QUOTED TEXT:
# # # # #

Opportunities

NEST is committed to support and celebrate work that lives at the meaningful intersection of the sciences and the arts.

NEST Graduate Summer Fellowships

2023 Fellowships — Call is now open

Project Guidelines

Nature, Environment, Science & Technology (NEST) Studio for the Arts is a network of faculty, students, centers, and campus units that combine artistic practice and scientific research to explore our common and disparate ways of observing, recording, experimenting, and knowing. A series of cross-campus initiatives allow students to directly engage with faculty mentors and inspire alternate modes of communicating with the larger public. Co-Investigators Erin Espelie (Associate Professor, Department of Cinema Studies and Department of Critical Media Practices), and Tara Knight (Associate Professor, Department of Critical Media Practices) welcome proposals for the 2023 Graduate Student Summer Fellowships. 

Activated Carbon
“Activated Carbon” by Camila Friedman-Gerlicz & Aaron Lamplugh, 2018 Graduate Student Summer Fellows

General Requirements

CU Boulder is home to some of the top arts and earth and space science graduate programs in the country; and the NEST Graduate Student Summer Fellowships are intended to explore the interrelation, generative overlaps, and productive differences between these respective arts-based and science-based disciplines. NEST seeks projects that engage with central questions, such as, how can methodologies within the sciences inform artists and their approach to art making? In turn, what can contemporary art practice reveal about science to scientists? How can we use the practice of art to directly inform the practice of science, and vice versa? What assumptions in scientific training might be challenged by approaches employed by the arts and humanities?

 

The central requirements for this NEST Fellowship are (1) creating cross-disciplinary pairs—or small teams—of graduate collaborators to (2) delve into educational traditions, exploring ontology, epistemology, and emerging expertise that (3) result in a broadly-defined media project for public exhibition on campus. Example projects may include: public installations, performances, time-based or moving-image based works, sonic or audio compositions, or any other arts forms that would be within practice-based research.

# # # # #

LISTED RECORDS:

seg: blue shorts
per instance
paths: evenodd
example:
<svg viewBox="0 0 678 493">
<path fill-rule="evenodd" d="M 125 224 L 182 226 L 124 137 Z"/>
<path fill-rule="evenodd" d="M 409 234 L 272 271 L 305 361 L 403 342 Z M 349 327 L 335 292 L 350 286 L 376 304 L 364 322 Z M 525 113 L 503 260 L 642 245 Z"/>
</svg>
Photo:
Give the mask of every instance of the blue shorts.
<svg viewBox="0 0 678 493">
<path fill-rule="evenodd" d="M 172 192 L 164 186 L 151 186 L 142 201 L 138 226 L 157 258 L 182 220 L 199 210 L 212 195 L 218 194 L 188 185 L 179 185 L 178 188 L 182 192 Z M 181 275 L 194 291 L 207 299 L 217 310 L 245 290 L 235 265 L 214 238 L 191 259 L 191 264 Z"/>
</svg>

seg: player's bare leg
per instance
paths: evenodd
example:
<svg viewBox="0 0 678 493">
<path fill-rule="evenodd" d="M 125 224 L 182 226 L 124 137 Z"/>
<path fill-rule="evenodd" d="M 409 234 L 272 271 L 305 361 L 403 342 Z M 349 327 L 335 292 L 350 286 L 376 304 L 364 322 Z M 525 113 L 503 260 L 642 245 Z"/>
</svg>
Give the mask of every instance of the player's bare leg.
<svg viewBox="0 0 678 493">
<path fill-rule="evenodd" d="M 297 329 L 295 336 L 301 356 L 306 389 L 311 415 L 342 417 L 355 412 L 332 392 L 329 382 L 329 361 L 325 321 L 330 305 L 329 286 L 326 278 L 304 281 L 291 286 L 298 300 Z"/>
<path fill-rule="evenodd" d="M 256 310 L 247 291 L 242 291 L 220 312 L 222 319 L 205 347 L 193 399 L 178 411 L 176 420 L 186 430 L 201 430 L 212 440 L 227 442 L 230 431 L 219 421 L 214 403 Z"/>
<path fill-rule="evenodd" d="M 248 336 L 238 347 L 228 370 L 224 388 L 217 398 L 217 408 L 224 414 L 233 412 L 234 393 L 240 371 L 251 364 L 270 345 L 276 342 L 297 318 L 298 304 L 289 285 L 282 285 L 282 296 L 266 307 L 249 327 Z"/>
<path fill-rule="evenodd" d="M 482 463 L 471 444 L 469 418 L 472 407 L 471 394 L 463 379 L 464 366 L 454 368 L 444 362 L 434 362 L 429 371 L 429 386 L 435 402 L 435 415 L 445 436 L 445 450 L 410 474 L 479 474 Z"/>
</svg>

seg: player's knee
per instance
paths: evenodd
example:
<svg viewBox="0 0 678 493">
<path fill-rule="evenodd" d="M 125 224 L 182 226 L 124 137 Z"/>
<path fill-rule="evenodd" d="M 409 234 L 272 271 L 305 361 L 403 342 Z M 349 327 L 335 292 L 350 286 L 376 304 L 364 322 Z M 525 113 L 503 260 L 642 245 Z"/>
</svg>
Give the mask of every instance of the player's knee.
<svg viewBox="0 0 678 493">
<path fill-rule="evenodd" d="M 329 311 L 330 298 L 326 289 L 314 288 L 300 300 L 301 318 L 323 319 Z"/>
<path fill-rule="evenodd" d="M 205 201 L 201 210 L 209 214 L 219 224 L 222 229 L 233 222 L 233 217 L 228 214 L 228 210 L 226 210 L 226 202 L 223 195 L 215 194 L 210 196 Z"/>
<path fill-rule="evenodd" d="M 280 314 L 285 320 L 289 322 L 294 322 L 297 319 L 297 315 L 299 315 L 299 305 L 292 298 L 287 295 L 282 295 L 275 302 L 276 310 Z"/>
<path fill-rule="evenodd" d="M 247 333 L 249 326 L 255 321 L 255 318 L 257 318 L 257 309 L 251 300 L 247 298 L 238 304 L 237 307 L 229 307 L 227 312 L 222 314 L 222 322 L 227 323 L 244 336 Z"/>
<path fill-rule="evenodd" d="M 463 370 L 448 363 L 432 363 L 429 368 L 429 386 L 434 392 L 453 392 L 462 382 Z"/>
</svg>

# # # # #

PROBLEM TO WORK ON:
Copy the passage of the NEST fellowship text from "The central requirements" up to and including "within practice-based research.". The records have nothing to do with the text.

RESPONSE TO THIS EXERCISE:
The central requirements for this NEST Fellowship are (1) creating cross-disciplinary pairs—or small teams—of graduate collaborators to (2) delve into educational traditions, exploring ontology, epistemology, and emerging expertise that (3) result in a broadly-defined media project for public exhibition on campus. Example projects may include: public installations, performances, time-based or moving-image based works, sonic or audio compositions, or any other arts forms that would be within practice-based research.